- _DOCUMENT_
* start *
0

What is an example of an infinite dimensional $C^{*}$ algebra with a Hilbert space structure (not merely pre-hilbert structure) such that the orthogonal complement of each closed left ideal is again a closed left ideal?

Ali Taghavi
  • 925
  • 1
    You mean a C*-algebra who's norm is given by a scalar product? – freishahiri Feb 14 '15 at 20:51
  • 1
    Hopefully you don't mean that, because such a thing doesn't exist with dimension greater than 1. What do you mean exactly Ali? – Jonas Meyer Feb 14 '15 at 23:06
  • @JonasMeyer Interesting. Please could you elaborate on your comment? – Rudy the Reindeer Feb 14 '15 at 23:38
  • 1
    @RudytheReindeer:http://math.stackexchange.com/q/112844 – Jonas Meyer Feb 14 '15 at 23:47
  • @JonasMeyer Sorry for my delay. No but I mean a Hilbert space structure whose topology coincide to the original topology of C^* algebra. – Ali Taghavi Feb 15 '15 at 18:33
  • @Freeze_S sorry for my delay. Please read the above comment. My motivation is the finite dimensional algebras. – Ali Taghavi Feb 15 '15 at 18:34
  • 1
    @AliTaghavi: do you have an example of an infinite-dimensional $C^*$-algebra which is isomorphic to a Hilbert space as topological vector space? – Yurii Savchuk Feb 20 '15 at 08:28
  • @YuriiSavchuk No I don't have. What about if we try with that C* algebra generated by diagonal operators on H? – Ali Taghavi Feb 20 '15 at 09:35
  • @AliTaghavi: I have just learned from here http://math.stackexchange.com/questions/112844/c-algebra-which-is-also-a-hilbert-space?rq=1 that every infinite dimensional C-algebra is a strict subset of its second dual. (See the second answer and discussion there). It shows that infinite dimensional $C^$-algebras cannot have the topology of a Hilbert space. – Yurii Savchuk Feb 20 '15 at 09:48
  • @YuriiSavchuk What about if we intersect the later algebra with finite rank or trace class operators? – Ali Taghavi Feb 20 '15 at 09:49
  • 2
    @AliTaghavi: But finite-rank operators and trace-class operators are not closed in $B(H).$ If you take all diagonal operators, it is isometrically isomorphic to $\ell^\infty,$ which is not reflexive. Hence cannot have the topology of a Hilbert space. – Yurii Savchuk Feb 20 '15 at 09:57
  • @YuriiSavchuk thank you for the link. – Ali Taghavi Feb 21 '15 at 17:09

0 Answers0
* end *
- _DATA LINES_
* start *
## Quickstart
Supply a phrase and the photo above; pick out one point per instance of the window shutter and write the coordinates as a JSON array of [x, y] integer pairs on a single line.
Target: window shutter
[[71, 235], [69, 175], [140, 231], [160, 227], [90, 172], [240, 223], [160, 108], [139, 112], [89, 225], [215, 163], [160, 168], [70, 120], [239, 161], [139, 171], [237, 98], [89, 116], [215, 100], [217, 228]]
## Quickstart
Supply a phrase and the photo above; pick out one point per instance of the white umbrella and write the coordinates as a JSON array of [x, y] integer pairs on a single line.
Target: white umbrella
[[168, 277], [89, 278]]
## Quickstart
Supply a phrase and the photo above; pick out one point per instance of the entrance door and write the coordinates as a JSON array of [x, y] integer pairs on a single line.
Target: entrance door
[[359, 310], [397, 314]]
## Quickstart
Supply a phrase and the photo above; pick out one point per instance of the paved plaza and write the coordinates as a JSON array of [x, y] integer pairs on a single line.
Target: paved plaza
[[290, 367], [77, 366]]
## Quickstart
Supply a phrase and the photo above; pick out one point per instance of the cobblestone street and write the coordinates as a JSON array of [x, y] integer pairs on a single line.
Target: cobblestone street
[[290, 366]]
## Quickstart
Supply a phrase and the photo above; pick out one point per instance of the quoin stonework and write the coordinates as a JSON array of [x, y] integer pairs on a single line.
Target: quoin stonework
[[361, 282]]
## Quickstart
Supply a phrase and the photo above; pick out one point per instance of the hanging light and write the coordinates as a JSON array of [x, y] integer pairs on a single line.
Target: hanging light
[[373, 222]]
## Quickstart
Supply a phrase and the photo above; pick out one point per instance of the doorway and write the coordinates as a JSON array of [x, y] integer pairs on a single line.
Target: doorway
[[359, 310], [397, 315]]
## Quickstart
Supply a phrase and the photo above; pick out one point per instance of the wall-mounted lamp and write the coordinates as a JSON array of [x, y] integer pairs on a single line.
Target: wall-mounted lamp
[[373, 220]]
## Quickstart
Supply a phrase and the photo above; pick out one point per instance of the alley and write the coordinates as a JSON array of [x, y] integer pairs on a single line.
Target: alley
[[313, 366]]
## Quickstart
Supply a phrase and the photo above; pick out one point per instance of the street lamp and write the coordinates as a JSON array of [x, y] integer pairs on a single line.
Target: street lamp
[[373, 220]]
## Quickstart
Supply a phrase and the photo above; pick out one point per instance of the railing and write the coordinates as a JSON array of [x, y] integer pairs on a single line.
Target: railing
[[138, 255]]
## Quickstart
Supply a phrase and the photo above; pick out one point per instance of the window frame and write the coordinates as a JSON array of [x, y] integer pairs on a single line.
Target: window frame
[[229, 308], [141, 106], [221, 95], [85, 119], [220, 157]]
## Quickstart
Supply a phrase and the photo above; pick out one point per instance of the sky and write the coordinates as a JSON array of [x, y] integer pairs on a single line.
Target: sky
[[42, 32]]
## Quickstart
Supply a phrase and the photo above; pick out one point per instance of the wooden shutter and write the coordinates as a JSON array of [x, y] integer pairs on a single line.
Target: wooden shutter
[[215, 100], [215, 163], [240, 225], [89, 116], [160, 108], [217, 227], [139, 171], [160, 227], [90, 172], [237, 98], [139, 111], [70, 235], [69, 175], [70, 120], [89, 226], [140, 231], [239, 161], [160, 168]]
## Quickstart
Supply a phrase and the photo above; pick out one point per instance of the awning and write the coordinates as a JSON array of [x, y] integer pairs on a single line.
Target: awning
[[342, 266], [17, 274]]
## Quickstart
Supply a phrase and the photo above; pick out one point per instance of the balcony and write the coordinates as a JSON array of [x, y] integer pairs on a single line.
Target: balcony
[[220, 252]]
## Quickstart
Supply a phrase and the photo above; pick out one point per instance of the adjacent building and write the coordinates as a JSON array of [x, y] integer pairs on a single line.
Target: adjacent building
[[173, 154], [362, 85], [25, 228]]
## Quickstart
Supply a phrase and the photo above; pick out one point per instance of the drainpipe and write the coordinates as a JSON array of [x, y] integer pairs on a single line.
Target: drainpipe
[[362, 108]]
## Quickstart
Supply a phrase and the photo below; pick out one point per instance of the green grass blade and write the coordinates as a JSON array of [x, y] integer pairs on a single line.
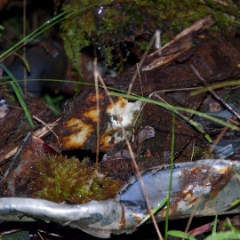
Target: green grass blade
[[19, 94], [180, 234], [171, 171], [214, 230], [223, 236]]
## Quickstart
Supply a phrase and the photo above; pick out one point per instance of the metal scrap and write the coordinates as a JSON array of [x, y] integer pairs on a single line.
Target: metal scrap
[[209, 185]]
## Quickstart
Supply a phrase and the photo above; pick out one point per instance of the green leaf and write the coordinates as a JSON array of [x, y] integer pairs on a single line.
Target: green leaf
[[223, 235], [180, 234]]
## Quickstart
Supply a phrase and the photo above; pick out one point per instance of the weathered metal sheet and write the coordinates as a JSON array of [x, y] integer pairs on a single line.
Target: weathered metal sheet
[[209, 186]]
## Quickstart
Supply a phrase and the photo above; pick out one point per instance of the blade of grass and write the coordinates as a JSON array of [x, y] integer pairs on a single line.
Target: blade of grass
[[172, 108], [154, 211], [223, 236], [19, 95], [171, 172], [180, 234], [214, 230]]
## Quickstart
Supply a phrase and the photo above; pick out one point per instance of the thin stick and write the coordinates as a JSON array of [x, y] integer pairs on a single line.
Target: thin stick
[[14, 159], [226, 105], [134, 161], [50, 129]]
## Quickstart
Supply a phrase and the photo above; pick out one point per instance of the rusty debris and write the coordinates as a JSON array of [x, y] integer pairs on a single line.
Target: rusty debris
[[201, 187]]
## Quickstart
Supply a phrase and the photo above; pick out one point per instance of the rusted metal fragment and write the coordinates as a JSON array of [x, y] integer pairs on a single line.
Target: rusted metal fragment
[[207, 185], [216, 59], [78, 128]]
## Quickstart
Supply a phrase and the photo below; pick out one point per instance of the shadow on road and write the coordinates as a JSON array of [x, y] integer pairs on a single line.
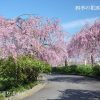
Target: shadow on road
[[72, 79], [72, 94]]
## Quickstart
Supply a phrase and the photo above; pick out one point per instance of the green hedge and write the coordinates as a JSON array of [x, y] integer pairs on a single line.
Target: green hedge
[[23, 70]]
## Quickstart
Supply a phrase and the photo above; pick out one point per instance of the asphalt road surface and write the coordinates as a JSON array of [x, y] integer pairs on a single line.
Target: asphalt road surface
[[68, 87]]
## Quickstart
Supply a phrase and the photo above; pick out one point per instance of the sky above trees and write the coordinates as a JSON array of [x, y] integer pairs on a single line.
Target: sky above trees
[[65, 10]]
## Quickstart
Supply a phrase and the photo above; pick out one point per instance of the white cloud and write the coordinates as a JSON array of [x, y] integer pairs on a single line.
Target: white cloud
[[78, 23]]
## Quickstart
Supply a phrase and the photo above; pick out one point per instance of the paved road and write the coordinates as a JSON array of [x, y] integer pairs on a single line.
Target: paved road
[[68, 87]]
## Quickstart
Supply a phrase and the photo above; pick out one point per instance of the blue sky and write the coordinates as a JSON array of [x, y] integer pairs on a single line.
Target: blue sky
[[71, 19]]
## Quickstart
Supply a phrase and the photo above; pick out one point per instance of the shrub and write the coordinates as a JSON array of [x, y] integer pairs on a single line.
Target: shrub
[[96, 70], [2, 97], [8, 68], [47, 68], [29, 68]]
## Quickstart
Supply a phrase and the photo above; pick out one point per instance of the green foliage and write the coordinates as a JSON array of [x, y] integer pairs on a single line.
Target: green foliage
* end *
* start *
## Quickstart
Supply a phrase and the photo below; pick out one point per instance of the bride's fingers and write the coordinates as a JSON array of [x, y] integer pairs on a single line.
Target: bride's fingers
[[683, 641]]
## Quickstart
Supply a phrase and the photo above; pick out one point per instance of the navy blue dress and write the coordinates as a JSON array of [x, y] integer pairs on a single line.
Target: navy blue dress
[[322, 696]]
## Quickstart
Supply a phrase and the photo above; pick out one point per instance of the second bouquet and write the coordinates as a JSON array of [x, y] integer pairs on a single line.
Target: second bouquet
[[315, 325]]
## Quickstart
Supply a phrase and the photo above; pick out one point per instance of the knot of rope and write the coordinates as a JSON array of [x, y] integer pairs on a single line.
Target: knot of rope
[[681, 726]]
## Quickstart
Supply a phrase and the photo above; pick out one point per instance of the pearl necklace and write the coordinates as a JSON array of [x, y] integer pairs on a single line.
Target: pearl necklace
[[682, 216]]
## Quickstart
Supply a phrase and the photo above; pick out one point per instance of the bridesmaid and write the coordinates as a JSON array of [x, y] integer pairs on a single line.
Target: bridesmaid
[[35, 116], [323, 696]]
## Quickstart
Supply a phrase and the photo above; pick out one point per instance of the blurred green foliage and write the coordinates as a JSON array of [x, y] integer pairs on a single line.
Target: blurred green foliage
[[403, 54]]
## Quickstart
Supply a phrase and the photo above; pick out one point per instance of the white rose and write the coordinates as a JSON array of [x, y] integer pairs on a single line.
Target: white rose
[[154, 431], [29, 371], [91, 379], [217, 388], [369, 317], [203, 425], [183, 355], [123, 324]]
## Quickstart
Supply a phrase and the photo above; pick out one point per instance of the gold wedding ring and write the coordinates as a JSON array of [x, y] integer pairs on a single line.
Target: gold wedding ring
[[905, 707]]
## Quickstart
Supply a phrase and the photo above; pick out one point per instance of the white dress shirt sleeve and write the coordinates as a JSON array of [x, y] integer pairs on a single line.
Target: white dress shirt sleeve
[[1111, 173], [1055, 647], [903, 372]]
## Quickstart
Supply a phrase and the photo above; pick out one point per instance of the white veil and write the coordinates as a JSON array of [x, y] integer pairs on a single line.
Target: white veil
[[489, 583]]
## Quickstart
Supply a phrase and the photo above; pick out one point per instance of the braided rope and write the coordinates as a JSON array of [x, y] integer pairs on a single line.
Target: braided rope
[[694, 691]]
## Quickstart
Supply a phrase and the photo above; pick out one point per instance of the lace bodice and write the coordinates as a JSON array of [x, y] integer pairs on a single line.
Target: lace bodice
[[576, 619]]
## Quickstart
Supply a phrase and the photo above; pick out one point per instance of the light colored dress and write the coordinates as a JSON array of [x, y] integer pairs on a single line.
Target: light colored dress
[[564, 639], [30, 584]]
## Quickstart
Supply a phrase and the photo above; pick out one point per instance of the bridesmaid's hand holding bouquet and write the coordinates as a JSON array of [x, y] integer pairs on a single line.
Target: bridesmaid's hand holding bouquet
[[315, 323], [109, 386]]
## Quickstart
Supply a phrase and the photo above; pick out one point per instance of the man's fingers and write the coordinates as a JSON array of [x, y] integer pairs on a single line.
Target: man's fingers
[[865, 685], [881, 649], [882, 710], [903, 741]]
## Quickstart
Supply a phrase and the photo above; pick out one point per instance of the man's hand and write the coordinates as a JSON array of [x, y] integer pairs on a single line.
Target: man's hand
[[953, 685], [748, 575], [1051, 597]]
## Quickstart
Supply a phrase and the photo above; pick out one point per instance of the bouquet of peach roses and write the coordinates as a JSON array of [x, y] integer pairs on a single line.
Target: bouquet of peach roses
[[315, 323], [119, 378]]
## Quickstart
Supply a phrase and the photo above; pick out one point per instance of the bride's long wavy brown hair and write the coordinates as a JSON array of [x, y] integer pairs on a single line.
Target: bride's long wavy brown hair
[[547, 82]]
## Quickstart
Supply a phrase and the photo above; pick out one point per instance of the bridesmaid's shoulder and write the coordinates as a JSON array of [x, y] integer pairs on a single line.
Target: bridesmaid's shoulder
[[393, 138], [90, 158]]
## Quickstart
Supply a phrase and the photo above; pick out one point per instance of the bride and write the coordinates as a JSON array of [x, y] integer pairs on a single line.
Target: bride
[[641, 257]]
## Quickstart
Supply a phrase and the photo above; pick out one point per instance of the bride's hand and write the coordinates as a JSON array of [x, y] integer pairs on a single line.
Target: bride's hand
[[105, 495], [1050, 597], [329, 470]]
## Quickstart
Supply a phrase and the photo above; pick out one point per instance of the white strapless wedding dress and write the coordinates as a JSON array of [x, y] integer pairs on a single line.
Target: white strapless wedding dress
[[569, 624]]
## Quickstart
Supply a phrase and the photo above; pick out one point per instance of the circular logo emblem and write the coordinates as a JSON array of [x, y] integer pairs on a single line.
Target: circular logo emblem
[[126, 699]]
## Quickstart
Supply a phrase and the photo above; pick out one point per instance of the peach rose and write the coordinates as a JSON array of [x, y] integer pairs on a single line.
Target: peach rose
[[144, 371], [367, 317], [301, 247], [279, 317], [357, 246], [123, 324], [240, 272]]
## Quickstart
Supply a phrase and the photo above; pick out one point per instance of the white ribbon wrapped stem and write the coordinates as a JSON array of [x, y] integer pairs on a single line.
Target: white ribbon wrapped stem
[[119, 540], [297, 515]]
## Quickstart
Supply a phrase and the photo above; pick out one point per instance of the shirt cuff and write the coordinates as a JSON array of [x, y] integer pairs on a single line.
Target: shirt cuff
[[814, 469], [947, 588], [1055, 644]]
* end *
List each distinct user name that signs a comment in the forum thread about C*-algebras with a Hilbert space structure, giving each name once.

- _SOLUTION_
- freishahiri
- Jonas Meyer
- Rudy the Reindeer
- Ali Taghavi
- Yurii Savchuk